- [Exercise] Find the line that contains "Q: Point to one spot on each instance of the street" in the entries below. Output it and each later line exactly, and nothing else.

- [Source data]
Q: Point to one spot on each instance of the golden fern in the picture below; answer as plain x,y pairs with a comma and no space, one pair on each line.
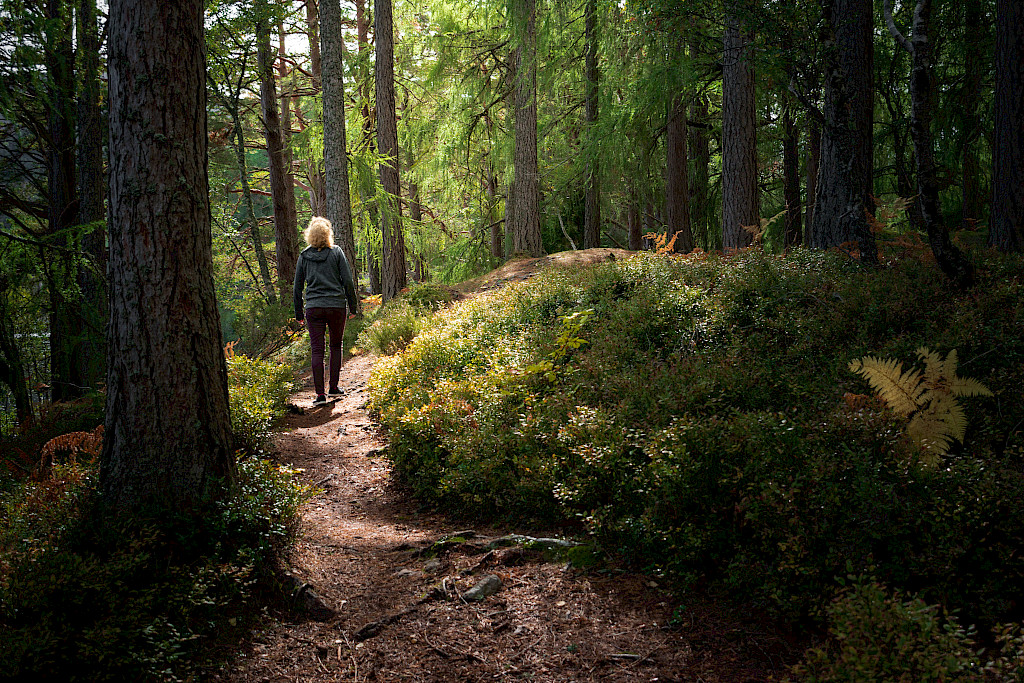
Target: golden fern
928,397
74,443
901,390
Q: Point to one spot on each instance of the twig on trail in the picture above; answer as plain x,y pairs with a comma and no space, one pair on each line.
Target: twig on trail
324,480
443,654
351,653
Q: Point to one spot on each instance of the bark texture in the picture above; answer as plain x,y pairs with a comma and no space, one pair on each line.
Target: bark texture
91,203
949,258
393,270
337,199
66,383
739,163
1007,231
698,147
811,168
677,183
247,205
167,441
971,208
282,182
524,221
312,32
791,171
592,205
844,190
11,365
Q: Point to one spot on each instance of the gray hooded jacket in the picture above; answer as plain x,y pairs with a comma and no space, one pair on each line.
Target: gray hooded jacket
327,279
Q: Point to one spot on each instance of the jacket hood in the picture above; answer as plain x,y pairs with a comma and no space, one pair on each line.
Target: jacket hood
316,254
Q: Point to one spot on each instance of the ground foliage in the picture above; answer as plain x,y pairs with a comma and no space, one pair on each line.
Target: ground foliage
86,597
706,426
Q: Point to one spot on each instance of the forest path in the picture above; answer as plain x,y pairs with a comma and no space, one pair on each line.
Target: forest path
360,547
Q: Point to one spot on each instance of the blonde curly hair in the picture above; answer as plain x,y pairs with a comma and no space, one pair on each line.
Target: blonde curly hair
320,233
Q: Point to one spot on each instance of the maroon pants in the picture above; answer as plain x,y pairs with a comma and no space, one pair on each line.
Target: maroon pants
320,321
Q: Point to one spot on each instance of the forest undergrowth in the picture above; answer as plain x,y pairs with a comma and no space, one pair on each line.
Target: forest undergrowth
697,418
84,597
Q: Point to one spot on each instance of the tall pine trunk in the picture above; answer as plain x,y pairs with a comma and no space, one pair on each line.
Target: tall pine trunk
952,262
677,183
248,210
12,371
524,223
791,172
699,151
592,206
971,208
91,202
1007,231
65,338
844,190
282,183
811,169
739,172
373,256
338,204
167,439
393,271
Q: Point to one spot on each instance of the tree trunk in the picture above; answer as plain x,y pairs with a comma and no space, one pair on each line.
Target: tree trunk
247,206
282,182
373,256
739,170
699,150
314,170
592,206
167,439
813,164
633,224
952,262
91,203
677,183
497,235
844,191
524,224
393,271
791,171
312,31
66,341
971,208
1007,231
11,367
339,204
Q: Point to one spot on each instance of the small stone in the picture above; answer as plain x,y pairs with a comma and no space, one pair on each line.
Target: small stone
484,588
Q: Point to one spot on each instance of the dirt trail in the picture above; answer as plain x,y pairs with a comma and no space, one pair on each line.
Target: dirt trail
360,547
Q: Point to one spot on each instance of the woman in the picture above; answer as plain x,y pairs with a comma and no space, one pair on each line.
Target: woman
323,270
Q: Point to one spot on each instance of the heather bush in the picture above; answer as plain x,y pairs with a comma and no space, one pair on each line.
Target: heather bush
704,423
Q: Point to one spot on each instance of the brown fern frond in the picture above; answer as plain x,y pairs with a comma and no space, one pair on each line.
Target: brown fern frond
74,444
902,391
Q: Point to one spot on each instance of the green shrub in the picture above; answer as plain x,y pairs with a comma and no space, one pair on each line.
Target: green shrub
428,296
258,391
395,326
699,427
882,637
86,598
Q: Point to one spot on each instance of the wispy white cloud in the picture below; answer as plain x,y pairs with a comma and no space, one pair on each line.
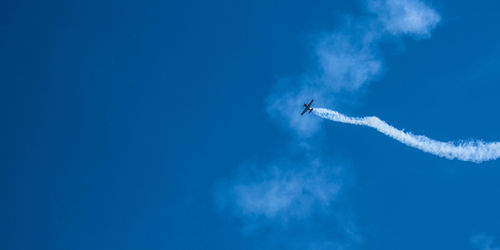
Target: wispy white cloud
484,242
348,60
411,17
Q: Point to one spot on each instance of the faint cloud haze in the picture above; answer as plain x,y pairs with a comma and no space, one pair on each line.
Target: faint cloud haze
409,17
348,59
483,242
297,205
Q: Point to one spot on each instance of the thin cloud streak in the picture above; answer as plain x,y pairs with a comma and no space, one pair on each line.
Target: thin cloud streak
474,151
349,59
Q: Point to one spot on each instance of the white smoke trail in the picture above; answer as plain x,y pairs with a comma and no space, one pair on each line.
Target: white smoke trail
474,151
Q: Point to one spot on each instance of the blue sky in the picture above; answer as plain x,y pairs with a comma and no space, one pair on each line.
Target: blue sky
159,125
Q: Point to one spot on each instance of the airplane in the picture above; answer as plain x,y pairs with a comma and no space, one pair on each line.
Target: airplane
307,107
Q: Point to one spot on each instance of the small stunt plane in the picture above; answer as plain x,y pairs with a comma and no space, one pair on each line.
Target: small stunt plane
307,107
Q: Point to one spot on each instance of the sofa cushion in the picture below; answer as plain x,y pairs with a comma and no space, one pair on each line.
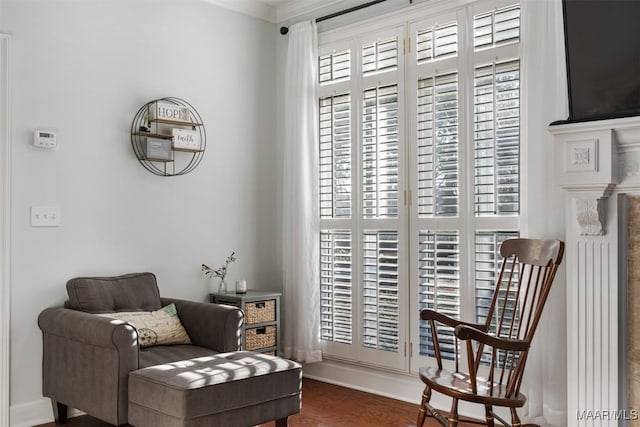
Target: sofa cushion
159,327
157,355
194,392
129,292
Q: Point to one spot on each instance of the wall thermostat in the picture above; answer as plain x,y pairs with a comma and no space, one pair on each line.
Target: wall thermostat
45,139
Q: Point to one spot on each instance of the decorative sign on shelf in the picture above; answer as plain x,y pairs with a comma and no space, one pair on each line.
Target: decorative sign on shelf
166,111
186,139
156,148
168,136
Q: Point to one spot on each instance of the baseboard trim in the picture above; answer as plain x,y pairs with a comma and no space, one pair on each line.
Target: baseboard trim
395,385
35,413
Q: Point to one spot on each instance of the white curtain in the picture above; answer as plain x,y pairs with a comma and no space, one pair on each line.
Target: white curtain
301,292
544,85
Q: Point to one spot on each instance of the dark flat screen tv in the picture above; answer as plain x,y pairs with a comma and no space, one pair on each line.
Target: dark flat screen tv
602,41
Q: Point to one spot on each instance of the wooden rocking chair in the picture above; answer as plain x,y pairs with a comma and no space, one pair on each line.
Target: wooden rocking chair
501,344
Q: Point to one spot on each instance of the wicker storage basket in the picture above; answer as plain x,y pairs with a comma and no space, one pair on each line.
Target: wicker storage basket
257,338
260,311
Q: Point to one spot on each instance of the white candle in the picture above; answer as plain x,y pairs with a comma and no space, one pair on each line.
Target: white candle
241,286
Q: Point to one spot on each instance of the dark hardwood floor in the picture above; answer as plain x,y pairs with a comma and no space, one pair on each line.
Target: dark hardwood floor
327,405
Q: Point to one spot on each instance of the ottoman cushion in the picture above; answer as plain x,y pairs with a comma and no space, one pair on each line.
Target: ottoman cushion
205,386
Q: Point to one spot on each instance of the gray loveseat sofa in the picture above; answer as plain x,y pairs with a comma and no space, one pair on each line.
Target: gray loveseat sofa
87,358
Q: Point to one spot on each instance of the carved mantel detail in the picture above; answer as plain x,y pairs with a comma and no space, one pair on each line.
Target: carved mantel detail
591,215
598,165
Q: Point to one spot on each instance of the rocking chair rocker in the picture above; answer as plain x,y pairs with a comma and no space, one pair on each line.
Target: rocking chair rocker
501,344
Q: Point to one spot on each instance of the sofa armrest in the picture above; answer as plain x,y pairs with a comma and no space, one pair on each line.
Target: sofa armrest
86,360
88,328
214,326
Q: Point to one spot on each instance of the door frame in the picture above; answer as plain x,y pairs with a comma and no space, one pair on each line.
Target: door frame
5,229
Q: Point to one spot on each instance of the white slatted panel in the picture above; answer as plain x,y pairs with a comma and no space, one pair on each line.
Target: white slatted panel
380,290
439,286
495,28
334,67
335,156
438,145
438,42
381,55
380,152
336,287
497,138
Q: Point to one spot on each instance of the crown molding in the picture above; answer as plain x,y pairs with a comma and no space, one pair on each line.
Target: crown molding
248,7
283,12
291,10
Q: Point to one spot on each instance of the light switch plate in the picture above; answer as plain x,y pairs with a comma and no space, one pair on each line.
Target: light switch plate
45,216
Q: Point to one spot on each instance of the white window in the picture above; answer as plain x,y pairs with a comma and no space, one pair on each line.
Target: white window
420,177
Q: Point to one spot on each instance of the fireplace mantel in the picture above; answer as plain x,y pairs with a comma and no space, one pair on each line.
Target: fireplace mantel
597,164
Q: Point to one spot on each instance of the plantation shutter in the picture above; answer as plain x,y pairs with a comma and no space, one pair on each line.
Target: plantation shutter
497,138
335,156
438,150
336,286
380,287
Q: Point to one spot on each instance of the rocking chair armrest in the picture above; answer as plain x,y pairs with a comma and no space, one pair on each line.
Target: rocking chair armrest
466,332
428,314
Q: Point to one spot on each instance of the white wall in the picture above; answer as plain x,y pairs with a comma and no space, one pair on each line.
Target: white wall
83,68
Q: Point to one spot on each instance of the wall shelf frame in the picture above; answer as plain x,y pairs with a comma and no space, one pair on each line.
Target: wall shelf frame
154,141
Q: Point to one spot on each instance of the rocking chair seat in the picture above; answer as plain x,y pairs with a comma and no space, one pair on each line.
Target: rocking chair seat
458,385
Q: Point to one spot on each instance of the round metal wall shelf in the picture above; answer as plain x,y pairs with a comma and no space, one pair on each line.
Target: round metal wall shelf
168,136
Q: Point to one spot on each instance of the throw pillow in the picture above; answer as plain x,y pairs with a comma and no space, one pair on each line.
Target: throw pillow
160,327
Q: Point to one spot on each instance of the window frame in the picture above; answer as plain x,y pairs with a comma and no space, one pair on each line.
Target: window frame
410,223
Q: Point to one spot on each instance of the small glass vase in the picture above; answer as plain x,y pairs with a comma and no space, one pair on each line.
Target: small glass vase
222,287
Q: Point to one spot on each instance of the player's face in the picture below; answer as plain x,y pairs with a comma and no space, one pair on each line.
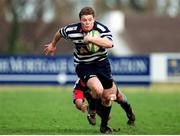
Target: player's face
87,22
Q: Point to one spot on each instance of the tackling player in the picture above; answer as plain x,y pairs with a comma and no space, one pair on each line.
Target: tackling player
81,91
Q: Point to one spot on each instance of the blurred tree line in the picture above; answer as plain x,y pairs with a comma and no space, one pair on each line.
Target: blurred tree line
28,24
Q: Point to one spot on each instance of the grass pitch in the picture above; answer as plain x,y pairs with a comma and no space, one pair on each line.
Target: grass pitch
50,110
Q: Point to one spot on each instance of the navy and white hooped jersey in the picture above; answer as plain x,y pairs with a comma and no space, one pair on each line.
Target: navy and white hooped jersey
75,33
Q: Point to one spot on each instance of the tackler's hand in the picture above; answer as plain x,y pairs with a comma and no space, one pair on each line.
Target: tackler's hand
49,49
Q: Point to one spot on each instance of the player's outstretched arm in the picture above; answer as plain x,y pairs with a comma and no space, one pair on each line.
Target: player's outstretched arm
51,47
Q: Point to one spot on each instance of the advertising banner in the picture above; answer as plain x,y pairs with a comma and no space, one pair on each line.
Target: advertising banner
61,70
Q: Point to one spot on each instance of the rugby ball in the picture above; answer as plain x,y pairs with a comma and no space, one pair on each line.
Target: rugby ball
93,47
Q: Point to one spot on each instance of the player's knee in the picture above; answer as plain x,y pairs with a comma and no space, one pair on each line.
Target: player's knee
121,97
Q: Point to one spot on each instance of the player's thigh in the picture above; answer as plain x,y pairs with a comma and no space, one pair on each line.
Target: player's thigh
110,94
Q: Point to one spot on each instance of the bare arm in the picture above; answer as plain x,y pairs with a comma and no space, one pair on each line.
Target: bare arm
102,42
51,47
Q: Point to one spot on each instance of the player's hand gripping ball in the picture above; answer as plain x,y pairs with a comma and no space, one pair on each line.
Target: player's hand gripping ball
91,46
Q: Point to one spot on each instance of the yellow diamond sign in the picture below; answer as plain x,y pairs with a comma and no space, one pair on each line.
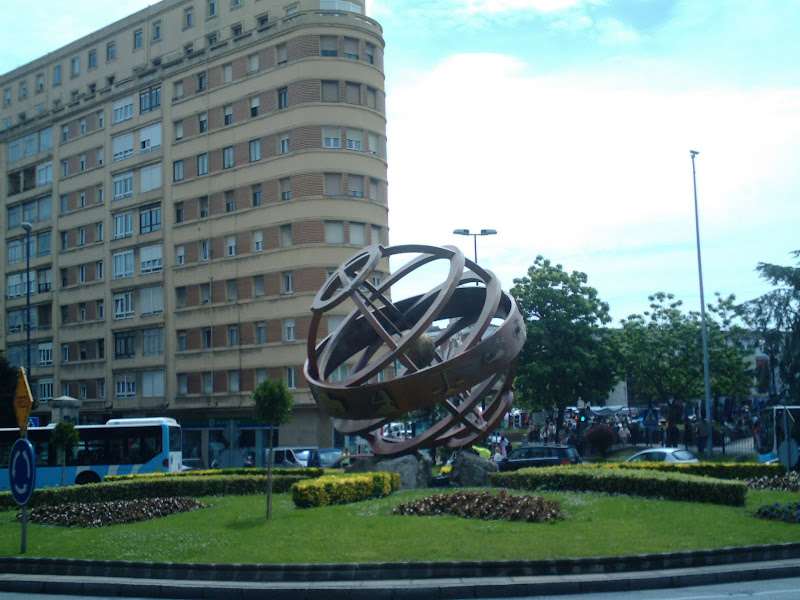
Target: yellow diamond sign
23,401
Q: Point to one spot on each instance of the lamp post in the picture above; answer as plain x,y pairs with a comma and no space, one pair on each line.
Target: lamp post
475,237
27,227
706,375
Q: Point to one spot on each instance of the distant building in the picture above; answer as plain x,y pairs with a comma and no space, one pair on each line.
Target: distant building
192,174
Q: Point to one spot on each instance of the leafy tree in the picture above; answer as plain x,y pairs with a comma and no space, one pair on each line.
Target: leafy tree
65,437
775,316
273,406
663,353
8,386
568,354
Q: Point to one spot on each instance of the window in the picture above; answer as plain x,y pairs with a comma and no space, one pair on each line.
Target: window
288,282
334,232
358,234
328,46
150,218
258,286
286,188
123,109
286,235
150,99
125,344
255,150
123,185
150,259
125,385
123,305
333,184
330,91
177,170
150,178
123,225
123,264
291,378
351,48
123,146
289,331
355,186
153,342
332,137
252,64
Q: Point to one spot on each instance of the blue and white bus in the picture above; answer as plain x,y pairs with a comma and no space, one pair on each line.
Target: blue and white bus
120,447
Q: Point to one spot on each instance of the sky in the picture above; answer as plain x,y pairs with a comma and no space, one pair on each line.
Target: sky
567,125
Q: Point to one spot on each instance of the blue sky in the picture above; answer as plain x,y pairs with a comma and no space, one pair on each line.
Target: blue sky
566,126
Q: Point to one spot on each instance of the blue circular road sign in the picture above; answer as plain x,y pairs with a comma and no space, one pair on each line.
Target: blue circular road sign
22,471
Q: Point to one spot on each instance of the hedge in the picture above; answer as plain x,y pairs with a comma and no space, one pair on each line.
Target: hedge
343,489
645,484
153,487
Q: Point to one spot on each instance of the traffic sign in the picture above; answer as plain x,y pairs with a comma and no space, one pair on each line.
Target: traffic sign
23,401
22,471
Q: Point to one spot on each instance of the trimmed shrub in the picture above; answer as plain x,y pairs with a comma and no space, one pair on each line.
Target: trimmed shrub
645,484
343,489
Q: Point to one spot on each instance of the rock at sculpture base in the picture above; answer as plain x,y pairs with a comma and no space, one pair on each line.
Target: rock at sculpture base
414,468
470,470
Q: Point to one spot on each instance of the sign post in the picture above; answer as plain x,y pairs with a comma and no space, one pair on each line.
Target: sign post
22,460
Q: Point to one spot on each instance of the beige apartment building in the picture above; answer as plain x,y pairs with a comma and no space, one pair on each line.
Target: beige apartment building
191,175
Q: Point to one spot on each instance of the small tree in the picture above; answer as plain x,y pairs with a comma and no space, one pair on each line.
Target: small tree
65,437
273,406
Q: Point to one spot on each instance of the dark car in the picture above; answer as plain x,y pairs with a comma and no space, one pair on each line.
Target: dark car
540,455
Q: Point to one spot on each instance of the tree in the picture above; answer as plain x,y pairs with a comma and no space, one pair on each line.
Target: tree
65,437
273,406
568,354
8,386
775,316
663,353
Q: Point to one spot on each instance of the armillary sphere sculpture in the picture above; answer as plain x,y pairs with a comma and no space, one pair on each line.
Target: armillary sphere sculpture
393,366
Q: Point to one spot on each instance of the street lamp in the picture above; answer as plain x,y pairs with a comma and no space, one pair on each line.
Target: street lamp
475,237
27,227
706,375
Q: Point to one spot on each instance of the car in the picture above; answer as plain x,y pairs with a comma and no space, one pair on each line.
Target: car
540,455
346,461
670,455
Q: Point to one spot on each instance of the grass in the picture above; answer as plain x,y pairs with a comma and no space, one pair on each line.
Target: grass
234,530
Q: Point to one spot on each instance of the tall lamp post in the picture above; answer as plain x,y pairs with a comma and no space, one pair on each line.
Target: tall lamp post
706,375
27,227
475,237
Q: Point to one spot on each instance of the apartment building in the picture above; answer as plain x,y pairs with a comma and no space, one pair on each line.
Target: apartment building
191,175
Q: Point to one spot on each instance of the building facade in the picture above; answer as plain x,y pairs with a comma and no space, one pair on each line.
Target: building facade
191,174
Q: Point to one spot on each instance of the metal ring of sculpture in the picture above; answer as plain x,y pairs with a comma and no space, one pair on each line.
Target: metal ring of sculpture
467,368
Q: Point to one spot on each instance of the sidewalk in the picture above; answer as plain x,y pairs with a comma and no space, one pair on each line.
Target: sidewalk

- [The response]
Q: Point to one spot on each instance of the street lamp in the picture above; answer as plain x,y pairs with a comma and no space, one pair on each line.
Target: street lamp
475,237
27,227
706,375
Q: Point to one spot on each instance of the car in the picture above; answer as plain x,y pairs with a comma and no space, one pair on each line.
Target: car
540,455
346,461
670,455
Q: Point to one spot on each instance of the grass in the picture above; answer as plain x,y pairs with a comma and no space, one pair on each line.
Target: grass
234,530
Q: Point to one spot on each instance of the tall lamp post in the picture above; answer as plain x,y pairs with a comma and no space, one pair on each line.
Target: tall lamp post
706,375
27,227
475,237
Q: Point to one spot on each instance of the apartment building in the picture above; answer as plain x,y pairs with a comma and no space, one pair on each line.
Target: apartment building
191,175
Q: Point to one spot on each instance of the building facade in the picture above; answer as plain x,y pairs with a comma and no space, one pair on each line.
Target: building facade
191,174
Q: Point to one spot on each instance of the metal ring of sculpture in the picture above; answer as plain x,y pairs with a comma and no space, one pair on each line.
Target: metal ring of sculpture
467,368
Q: Point to one spot on each instance of the sidewalk in the picture above; answer as plain x,y pairs with a comma and no space, one pair on each line.
Target: sidewalk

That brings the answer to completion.